In the records below, retype word for word everything from the line containing "Find the collar" down to the line containing "M 114 101 L", with both of those lines included. Leave out every line before and after them.

─── The input ───

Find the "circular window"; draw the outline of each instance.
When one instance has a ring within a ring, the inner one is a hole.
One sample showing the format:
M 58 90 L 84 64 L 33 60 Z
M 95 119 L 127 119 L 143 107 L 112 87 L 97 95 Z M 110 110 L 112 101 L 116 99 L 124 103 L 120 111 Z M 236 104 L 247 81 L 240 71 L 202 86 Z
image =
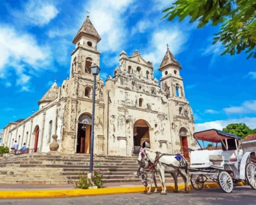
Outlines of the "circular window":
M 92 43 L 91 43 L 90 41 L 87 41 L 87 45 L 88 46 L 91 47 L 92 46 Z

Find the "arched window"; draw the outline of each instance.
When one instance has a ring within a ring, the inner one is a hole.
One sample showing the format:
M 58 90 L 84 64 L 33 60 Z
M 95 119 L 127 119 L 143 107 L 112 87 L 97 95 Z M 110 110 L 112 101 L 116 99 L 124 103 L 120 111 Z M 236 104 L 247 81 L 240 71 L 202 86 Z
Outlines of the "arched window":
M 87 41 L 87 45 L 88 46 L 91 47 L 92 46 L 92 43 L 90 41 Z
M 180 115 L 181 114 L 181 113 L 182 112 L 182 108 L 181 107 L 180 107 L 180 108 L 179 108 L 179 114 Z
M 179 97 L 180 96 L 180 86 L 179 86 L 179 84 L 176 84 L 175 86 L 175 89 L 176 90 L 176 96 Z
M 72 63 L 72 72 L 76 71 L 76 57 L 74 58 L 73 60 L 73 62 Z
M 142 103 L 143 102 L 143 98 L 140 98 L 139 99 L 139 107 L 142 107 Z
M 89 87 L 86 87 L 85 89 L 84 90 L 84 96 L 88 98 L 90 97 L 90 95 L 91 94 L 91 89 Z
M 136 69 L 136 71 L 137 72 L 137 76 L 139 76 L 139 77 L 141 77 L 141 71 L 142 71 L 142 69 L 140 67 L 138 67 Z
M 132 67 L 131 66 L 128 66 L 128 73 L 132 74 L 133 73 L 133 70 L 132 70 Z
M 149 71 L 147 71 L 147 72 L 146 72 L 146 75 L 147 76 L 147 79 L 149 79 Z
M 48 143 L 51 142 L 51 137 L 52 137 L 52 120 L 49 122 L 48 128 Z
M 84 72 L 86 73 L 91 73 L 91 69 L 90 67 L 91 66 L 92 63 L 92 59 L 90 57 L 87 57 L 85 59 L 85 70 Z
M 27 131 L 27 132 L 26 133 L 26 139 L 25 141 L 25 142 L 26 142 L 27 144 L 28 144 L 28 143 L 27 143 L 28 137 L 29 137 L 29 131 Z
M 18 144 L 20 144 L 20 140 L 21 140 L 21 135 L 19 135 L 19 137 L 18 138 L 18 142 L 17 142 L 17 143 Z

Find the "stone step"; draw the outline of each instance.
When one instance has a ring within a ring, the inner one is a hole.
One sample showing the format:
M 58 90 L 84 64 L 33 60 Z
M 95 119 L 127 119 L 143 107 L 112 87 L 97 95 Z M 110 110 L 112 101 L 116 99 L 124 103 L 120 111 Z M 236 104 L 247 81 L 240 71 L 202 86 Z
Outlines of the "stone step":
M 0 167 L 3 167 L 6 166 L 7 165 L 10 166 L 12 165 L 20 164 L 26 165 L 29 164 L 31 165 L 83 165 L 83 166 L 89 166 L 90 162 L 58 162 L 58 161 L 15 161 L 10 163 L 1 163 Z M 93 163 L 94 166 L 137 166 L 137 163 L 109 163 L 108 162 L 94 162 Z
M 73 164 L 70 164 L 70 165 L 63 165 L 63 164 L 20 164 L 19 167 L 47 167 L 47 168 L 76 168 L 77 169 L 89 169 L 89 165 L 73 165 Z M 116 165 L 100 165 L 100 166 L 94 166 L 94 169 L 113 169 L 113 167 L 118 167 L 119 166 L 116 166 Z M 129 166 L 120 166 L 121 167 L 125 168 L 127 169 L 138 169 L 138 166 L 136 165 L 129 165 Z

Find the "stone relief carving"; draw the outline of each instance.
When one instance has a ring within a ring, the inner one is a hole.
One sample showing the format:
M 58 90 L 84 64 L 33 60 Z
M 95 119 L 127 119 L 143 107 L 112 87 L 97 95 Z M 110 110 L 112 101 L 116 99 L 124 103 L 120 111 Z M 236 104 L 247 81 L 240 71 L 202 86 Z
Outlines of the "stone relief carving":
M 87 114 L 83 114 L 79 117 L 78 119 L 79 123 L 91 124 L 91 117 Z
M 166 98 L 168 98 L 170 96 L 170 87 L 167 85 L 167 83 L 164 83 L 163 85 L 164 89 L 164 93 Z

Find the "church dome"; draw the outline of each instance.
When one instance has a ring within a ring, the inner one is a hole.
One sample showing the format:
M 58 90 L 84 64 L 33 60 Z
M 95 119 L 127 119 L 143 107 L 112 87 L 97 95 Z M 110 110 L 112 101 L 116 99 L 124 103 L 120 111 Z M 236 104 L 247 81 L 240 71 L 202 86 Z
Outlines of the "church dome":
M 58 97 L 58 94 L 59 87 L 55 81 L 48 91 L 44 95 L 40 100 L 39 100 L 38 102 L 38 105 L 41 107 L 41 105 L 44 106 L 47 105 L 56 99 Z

───
─── The input ───

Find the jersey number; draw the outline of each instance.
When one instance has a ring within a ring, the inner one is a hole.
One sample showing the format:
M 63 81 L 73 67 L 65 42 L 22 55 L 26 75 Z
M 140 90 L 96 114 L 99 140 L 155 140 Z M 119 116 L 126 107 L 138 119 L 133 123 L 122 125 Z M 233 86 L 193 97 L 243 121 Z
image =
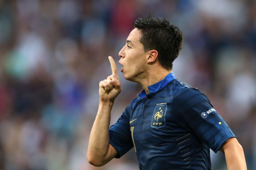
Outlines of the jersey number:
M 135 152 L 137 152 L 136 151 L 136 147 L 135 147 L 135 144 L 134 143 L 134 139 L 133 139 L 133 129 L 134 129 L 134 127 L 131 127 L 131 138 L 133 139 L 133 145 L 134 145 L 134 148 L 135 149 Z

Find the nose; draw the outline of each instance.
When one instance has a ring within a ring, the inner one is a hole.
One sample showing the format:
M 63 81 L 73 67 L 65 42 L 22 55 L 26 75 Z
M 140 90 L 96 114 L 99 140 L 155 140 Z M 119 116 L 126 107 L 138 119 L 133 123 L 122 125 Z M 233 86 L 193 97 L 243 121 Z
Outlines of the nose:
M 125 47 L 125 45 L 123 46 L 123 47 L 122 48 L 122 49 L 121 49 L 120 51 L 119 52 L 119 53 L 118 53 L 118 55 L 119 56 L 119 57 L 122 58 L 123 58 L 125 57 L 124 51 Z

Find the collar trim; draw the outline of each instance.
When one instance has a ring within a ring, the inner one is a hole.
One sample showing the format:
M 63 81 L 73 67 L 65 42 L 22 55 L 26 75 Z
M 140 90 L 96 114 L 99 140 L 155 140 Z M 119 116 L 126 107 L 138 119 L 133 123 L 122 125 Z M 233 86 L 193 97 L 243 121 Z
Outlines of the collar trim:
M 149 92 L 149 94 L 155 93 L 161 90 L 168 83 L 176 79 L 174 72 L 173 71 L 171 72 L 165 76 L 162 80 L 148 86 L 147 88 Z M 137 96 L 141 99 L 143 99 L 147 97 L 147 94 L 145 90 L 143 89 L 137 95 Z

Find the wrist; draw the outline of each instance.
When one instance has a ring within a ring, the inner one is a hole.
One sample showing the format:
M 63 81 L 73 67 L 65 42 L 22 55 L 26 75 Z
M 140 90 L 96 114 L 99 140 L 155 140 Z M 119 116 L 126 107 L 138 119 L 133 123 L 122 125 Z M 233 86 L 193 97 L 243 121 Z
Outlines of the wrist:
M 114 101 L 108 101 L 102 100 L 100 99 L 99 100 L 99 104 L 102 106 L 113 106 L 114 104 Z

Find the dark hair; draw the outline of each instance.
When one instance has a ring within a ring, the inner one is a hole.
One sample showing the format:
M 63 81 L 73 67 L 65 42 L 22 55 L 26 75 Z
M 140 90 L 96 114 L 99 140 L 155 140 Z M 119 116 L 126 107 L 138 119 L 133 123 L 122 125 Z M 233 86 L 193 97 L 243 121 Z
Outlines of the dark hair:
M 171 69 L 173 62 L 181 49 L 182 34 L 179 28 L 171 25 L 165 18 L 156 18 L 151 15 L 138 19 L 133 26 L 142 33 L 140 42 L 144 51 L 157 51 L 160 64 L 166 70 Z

───
─── The input ───

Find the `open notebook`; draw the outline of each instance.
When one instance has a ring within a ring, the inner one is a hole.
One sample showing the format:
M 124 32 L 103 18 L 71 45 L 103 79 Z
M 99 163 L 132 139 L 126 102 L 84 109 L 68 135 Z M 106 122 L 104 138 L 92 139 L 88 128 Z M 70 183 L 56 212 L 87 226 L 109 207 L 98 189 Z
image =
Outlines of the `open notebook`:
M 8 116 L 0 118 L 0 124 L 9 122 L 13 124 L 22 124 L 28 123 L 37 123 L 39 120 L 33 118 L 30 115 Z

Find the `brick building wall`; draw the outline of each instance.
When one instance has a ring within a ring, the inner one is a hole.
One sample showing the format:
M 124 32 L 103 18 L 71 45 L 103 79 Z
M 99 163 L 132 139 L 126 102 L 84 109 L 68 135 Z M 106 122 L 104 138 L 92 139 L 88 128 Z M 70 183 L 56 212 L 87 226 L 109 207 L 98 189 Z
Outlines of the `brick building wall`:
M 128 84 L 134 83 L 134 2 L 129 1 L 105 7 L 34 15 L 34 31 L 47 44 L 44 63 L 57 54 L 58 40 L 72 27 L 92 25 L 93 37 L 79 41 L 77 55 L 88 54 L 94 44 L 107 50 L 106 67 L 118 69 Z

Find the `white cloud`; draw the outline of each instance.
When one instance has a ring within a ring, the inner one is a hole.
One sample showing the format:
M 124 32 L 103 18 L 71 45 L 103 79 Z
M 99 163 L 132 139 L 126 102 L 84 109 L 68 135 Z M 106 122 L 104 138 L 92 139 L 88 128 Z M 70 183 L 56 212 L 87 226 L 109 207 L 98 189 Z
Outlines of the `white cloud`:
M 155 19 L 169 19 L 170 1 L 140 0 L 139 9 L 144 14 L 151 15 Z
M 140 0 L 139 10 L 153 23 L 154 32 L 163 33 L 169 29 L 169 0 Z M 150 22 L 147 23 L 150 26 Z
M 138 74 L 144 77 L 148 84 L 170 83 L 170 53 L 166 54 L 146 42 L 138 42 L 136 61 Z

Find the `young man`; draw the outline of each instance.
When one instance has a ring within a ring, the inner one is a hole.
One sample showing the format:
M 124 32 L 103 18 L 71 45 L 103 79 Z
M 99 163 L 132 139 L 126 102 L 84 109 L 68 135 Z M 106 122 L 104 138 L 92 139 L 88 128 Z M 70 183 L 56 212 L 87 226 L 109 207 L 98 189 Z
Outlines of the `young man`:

───

* Exercise response:
Find the collar trim; draw the outline of each instance.
When one instance has a ring within a ring, the inner one is a hole.
One sample showing the format:
M 63 81 L 73 67 L 65 42 L 22 55 L 26 75 Z
M 140 90 L 96 114 L 99 140 L 155 140 Z M 119 116 L 126 107 L 138 119 L 133 123 L 122 125 Z M 233 86 L 193 97 L 243 121 Z
Outlines of the collar trim:
M 149 92 L 149 94 L 155 93 L 161 90 L 168 83 L 176 79 L 174 72 L 173 71 L 171 72 L 165 76 L 162 80 L 148 86 L 147 88 Z M 137 96 L 141 99 L 143 99 L 147 97 L 147 94 L 145 90 L 143 89 L 137 95 Z

Find the wrist; draw the outline of each instance.
When one instance has a ring within a ring, the inner one is a hole.
One sample showing the format:
M 63 81 L 73 67 L 65 42 L 22 55 L 26 75 Z
M 140 90 L 96 114 L 99 140 L 155 140 Z M 119 116 L 126 107 L 138 119 L 133 123 L 122 125 Z M 233 86 L 193 97 L 243 121 Z
Outlines of the wrist:
M 114 101 L 108 101 L 102 100 L 100 99 L 99 100 L 99 104 L 102 106 L 113 106 L 114 104 Z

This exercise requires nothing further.